Records to use:
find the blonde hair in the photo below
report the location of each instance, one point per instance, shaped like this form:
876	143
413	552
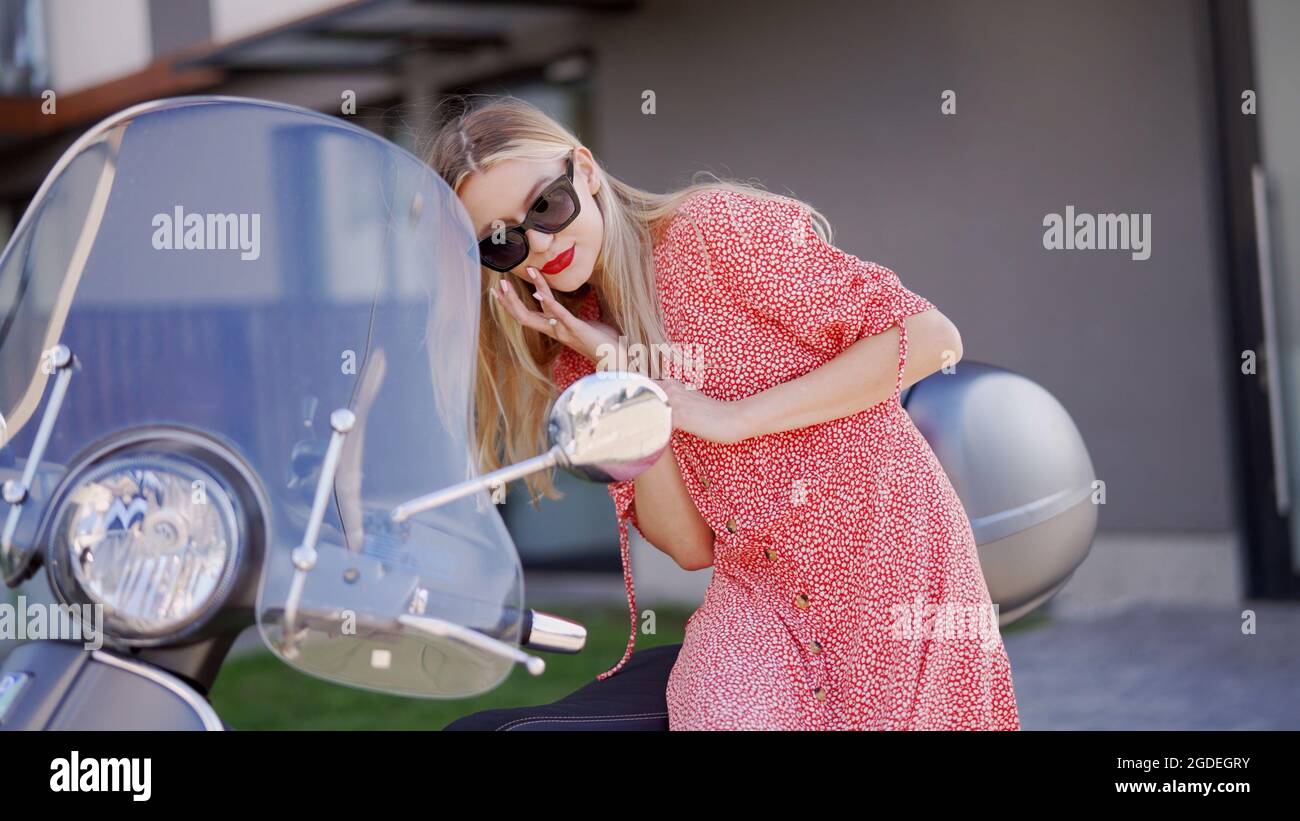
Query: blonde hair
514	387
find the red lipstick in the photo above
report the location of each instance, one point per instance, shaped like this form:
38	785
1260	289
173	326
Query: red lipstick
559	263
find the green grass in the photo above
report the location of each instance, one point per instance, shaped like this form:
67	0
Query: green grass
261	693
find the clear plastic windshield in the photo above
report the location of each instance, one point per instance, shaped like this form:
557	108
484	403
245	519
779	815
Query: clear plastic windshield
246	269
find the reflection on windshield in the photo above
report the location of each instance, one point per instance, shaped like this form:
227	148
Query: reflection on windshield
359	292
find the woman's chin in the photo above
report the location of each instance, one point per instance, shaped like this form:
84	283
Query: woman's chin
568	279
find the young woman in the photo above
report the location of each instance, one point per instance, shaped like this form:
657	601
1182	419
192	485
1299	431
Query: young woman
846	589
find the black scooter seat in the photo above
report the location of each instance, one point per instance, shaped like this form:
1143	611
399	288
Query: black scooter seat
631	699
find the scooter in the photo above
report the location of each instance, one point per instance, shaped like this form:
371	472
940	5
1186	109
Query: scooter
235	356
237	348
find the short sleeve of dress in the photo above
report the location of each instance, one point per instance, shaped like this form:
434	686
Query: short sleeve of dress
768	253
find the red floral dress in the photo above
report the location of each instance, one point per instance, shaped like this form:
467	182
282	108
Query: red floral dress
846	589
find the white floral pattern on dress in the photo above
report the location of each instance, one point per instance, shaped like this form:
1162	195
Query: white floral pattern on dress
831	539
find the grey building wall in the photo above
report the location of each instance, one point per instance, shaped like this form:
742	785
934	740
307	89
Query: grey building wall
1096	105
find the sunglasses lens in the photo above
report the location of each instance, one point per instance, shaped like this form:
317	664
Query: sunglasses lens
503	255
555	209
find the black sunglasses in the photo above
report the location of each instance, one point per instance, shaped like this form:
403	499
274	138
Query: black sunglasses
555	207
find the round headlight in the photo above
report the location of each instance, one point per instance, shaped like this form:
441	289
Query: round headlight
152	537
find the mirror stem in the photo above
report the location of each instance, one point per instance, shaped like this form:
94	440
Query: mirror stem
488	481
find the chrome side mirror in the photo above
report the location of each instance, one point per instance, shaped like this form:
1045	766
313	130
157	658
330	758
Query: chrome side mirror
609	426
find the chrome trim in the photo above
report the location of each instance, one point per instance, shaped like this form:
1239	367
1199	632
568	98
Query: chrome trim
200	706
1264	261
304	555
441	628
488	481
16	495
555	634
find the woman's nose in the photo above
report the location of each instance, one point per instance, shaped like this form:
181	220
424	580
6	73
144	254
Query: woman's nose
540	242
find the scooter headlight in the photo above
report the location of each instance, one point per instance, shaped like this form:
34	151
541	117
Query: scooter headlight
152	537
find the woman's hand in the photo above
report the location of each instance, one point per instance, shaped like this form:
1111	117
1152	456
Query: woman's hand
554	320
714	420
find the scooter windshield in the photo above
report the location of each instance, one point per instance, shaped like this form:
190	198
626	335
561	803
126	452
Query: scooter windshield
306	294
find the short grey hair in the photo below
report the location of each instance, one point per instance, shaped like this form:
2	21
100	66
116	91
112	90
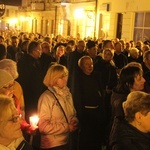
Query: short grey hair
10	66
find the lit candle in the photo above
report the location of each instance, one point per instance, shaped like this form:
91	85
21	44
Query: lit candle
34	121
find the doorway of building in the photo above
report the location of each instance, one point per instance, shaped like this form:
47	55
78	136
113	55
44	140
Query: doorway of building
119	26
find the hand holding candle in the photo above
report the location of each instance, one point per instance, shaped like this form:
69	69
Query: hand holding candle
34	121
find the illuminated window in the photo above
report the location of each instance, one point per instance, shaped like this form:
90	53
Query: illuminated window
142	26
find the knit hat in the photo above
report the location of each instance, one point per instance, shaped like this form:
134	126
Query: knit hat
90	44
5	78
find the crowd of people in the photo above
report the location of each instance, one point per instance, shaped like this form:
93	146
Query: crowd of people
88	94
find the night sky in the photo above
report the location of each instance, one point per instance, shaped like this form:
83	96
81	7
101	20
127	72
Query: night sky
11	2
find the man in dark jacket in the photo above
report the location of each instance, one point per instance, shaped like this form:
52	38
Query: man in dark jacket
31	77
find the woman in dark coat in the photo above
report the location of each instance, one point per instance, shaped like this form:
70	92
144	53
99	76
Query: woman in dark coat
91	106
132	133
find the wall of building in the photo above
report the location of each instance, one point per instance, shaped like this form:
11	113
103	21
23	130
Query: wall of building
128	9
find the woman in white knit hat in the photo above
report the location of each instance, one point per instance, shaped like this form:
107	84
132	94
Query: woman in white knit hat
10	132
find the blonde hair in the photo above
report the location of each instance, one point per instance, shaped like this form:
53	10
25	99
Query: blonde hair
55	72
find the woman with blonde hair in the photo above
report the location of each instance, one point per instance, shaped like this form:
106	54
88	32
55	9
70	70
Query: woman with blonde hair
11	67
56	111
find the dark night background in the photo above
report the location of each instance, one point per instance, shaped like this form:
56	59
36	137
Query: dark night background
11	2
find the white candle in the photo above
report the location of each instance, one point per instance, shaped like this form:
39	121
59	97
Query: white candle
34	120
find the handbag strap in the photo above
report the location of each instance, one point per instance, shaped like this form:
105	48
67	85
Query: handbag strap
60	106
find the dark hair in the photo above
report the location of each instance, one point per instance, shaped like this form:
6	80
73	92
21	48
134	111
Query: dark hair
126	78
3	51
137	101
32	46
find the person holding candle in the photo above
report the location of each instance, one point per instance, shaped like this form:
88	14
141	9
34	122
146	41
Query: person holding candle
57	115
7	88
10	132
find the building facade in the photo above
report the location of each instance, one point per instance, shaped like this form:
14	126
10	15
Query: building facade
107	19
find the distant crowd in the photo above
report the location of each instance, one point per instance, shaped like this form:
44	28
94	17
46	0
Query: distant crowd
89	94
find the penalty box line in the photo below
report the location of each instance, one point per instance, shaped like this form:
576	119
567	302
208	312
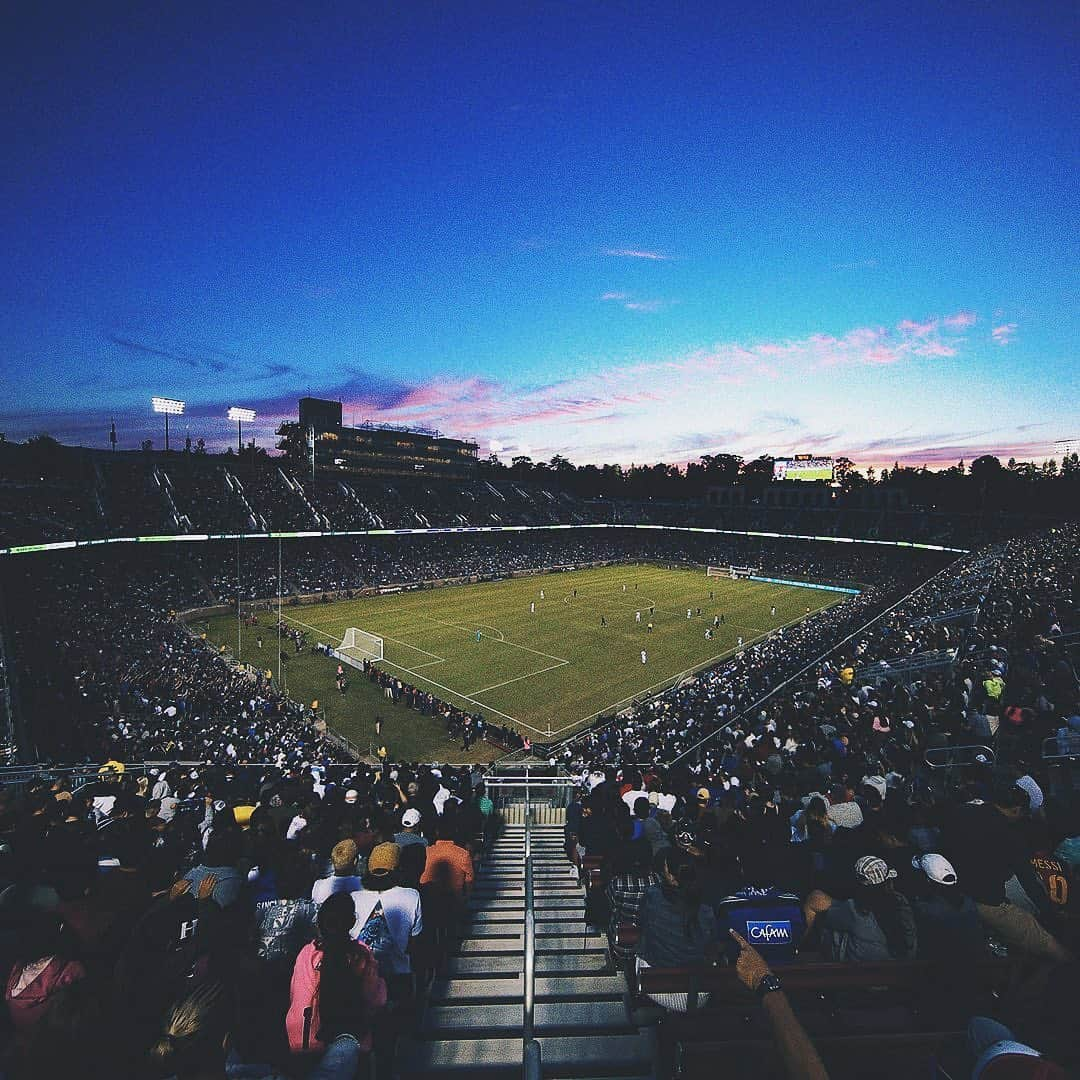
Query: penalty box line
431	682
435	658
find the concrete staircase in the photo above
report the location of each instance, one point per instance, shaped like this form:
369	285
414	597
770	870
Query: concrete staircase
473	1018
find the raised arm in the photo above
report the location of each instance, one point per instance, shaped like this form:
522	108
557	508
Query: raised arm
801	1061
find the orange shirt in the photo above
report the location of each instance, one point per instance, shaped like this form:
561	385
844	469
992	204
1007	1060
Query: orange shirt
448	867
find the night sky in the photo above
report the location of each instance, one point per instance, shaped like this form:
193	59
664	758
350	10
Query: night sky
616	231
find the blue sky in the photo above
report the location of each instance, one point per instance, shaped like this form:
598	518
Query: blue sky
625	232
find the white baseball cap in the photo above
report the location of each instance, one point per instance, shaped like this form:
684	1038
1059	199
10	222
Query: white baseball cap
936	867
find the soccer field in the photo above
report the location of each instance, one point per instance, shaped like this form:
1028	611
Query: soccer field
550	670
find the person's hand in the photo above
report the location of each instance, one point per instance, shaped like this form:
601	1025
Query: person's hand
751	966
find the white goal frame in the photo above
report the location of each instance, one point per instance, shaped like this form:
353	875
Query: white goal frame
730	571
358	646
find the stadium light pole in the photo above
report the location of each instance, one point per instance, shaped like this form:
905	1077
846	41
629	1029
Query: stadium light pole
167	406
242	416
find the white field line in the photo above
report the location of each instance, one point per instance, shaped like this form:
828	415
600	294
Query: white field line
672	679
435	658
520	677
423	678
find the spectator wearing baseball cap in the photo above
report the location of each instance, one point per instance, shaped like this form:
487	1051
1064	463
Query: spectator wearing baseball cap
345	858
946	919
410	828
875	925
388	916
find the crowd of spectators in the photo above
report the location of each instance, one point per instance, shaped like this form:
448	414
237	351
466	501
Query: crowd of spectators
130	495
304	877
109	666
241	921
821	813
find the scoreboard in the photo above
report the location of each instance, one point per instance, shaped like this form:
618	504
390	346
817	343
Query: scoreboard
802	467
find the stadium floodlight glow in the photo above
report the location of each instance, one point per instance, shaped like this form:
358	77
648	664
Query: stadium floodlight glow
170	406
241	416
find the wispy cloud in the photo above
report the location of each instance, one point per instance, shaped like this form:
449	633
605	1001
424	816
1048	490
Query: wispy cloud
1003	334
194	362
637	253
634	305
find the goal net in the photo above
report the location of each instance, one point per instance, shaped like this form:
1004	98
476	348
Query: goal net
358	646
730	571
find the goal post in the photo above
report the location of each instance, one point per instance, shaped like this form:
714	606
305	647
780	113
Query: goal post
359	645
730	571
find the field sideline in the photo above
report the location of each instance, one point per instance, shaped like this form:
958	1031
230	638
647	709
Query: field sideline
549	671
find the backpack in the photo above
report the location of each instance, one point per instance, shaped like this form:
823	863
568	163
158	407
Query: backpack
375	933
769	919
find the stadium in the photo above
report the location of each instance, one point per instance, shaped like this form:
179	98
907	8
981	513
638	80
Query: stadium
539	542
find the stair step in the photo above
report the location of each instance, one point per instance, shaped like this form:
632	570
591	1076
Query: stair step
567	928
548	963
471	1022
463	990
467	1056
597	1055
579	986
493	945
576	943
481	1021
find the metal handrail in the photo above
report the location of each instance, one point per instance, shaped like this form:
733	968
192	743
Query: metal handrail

What to do: Leave out all pictures and output each line exactly, from the top of the records through the line that holds "find the reflection".

Answer below:
find the blonde hair in the photo below
report the location of each instance, one point per instance, shaped like this form:
876	143
413	552
Query: blonde hair
514	387
find the red lipstick in the photo above
report the location of each instance, one point per instance, shaped like this form:
38	785
1260	289
173	326
Query: red lipstick
559	263
find the green grass in the photo above
report the location of each instance, one point per instance, shaped like this form:
67	0
Query: green grass
261	693
find the clear plastic windshield in the photo above
report the location of each instance, one point per instance, shaped like this form:
557	108
484	403
245	519
779	815
Query: clear plastic windshield
246	269
find the reflection on windshield in the photo above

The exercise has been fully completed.